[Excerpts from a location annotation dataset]
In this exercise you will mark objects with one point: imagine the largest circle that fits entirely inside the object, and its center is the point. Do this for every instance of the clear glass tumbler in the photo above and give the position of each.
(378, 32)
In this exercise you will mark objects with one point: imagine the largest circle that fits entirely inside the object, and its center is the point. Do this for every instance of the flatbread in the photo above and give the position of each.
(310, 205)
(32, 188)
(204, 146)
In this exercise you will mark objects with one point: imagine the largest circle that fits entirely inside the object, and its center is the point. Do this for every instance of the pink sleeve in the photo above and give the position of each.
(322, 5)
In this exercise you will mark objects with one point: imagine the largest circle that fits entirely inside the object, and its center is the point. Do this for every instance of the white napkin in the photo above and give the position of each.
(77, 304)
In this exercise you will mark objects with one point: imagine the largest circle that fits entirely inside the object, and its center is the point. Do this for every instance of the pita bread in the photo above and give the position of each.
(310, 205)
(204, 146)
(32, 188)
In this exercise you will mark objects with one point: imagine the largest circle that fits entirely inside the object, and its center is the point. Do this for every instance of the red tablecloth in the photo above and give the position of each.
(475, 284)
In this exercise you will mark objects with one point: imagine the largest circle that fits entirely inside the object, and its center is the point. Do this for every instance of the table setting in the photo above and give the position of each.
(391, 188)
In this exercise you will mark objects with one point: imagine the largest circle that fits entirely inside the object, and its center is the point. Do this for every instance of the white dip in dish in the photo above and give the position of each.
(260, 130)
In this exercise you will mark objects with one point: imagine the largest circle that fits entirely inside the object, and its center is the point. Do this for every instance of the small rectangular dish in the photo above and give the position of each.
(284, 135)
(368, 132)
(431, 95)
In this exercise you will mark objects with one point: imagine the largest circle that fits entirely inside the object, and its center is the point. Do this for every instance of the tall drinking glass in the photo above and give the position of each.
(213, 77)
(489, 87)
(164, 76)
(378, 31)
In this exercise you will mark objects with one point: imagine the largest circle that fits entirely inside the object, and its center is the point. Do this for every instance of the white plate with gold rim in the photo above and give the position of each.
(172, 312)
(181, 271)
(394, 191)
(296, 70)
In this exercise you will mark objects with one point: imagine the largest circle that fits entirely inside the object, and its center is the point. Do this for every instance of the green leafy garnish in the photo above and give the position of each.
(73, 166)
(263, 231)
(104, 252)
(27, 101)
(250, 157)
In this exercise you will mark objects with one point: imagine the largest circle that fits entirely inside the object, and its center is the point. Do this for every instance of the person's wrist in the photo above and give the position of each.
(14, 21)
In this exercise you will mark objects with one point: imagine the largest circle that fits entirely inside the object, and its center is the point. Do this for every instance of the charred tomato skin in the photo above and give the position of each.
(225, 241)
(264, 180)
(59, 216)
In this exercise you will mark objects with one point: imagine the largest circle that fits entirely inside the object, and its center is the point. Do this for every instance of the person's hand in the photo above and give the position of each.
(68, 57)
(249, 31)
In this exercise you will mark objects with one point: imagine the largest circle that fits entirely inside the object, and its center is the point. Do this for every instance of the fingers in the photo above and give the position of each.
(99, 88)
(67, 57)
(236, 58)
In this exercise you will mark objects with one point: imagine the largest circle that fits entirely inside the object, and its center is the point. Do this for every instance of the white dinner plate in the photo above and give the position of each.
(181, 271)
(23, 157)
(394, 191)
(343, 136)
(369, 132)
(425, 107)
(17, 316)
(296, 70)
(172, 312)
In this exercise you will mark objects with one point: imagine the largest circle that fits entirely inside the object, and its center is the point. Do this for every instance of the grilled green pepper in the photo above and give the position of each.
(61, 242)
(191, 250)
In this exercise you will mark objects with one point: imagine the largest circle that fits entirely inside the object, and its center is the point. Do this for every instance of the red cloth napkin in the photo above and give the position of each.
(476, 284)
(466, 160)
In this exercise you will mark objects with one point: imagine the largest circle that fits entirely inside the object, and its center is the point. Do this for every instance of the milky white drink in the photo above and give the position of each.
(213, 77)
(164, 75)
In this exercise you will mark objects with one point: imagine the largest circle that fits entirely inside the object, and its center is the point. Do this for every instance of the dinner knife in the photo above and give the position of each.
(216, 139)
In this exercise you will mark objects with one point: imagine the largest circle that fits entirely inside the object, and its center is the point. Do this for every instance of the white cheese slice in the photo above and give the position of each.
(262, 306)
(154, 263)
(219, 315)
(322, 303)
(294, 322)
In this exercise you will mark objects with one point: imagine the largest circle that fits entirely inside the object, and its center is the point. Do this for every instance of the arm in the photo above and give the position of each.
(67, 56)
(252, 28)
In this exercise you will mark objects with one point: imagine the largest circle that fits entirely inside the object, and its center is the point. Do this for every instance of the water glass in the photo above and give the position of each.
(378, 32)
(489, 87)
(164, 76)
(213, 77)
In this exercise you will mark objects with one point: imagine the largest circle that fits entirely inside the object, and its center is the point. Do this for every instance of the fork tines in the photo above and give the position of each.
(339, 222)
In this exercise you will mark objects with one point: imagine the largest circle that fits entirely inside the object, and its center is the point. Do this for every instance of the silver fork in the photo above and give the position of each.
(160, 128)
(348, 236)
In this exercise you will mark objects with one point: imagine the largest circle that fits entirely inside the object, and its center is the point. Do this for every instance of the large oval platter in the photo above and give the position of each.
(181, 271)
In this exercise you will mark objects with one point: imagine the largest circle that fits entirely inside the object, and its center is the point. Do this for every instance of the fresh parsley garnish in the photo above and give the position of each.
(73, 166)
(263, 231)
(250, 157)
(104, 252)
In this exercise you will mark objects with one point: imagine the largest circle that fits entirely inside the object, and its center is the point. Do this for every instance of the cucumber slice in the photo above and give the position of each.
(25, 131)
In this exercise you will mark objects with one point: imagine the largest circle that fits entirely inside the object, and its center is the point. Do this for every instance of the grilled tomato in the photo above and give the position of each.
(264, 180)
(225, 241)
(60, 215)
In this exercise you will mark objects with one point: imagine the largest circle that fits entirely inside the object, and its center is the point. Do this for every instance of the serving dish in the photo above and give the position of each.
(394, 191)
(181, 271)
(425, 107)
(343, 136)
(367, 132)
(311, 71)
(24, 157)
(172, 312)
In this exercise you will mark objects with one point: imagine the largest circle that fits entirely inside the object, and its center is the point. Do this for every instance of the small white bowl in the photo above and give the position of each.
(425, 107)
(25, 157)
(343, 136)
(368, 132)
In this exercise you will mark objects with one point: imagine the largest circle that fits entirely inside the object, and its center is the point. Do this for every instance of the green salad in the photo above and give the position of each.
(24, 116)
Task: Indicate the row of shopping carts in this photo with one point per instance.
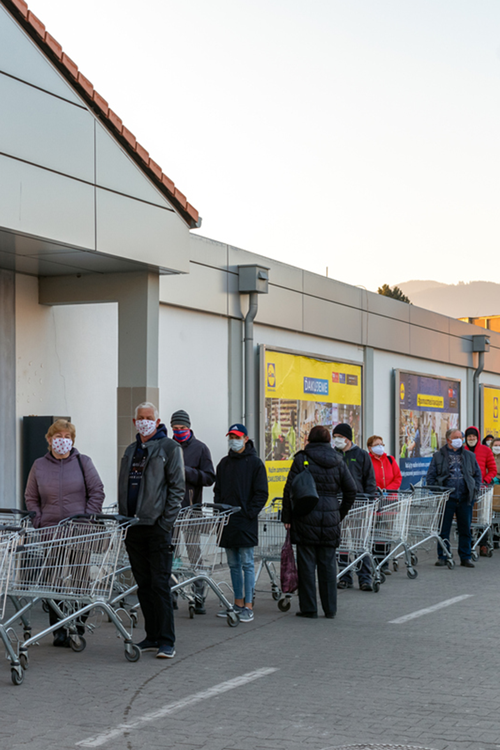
(79, 571)
(382, 531)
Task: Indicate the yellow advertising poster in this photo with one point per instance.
(491, 420)
(301, 392)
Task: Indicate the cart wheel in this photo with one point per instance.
(16, 676)
(77, 643)
(132, 652)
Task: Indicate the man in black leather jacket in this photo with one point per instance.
(151, 488)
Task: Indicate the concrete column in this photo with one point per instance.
(8, 389)
(138, 297)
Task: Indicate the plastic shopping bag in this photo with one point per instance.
(289, 575)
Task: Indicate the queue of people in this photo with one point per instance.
(159, 475)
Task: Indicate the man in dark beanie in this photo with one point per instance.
(199, 473)
(360, 466)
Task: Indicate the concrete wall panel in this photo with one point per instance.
(45, 204)
(46, 131)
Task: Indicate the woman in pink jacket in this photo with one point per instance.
(61, 484)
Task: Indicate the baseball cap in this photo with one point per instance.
(238, 429)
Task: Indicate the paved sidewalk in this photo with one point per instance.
(430, 682)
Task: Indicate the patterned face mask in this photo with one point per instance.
(61, 446)
(145, 427)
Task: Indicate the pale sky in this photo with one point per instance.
(362, 135)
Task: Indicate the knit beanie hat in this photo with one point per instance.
(180, 417)
(343, 429)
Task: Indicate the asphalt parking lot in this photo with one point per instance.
(372, 675)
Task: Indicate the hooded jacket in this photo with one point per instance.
(484, 457)
(56, 488)
(199, 470)
(320, 527)
(162, 485)
(241, 481)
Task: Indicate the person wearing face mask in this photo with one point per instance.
(241, 481)
(200, 472)
(456, 468)
(151, 488)
(61, 484)
(361, 468)
(483, 455)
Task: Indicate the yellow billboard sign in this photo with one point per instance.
(301, 392)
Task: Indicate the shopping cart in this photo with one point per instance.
(482, 519)
(272, 535)
(71, 567)
(356, 540)
(390, 533)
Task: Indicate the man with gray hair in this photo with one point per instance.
(151, 488)
(457, 469)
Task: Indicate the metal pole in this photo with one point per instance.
(250, 366)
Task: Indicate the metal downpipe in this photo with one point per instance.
(250, 365)
(475, 381)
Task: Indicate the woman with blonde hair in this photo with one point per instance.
(61, 484)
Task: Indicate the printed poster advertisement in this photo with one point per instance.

- _Task to carry out_:
Reproduce the lines above verbatim, from the line containing "Task: Indicate the baseball" through the end of the records.

- _Solution for this exercise_:
Task: Indicate the baseball cap in this photo with one point per instance.
(238, 429)
Task: Indicate the paved sidewalk in this photo with one point per instance.
(430, 682)
Task: Indicate the patterned face mask in this photo with one point per instance.
(61, 446)
(145, 427)
Task: Indicate the pale sky in this photo with one point per instance.
(362, 135)
Task: Indicate the knit beanie hat in this photo with one point per instance.
(180, 417)
(343, 429)
Task: Indicate the asphalt parking lot in this photo with one point per instance.
(372, 675)
Task: Indicate the hooded jacket in this photo with one point per instance.
(484, 457)
(56, 488)
(199, 470)
(320, 527)
(162, 485)
(241, 481)
Task: Indicate the person wearing face mask in this photo with one point per instance.
(241, 481)
(200, 472)
(456, 468)
(151, 488)
(61, 484)
(361, 468)
(483, 455)
Task: Indicate the yellow billboard sign in this photo with one point per instance.
(301, 392)
Task: Indicate the shopping cart in this photo with one point per instance.
(482, 519)
(272, 535)
(71, 567)
(356, 540)
(390, 533)
Task: Indicate the man with gray hair in this photo with one point per instance.
(151, 488)
(457, 469)
Task: Indicate the metal pole in this photo with one point per instance.
(250, 366)
Task: Indicate the metal downpipe in this photo with one point per instance.
(250, 365)
(475, 381)
Task: Indicate the woman with blonde hair in this photo with one point per instance.
(61, 484)
Task: Indicate the printed poster advertisement in this photo with one point per instance.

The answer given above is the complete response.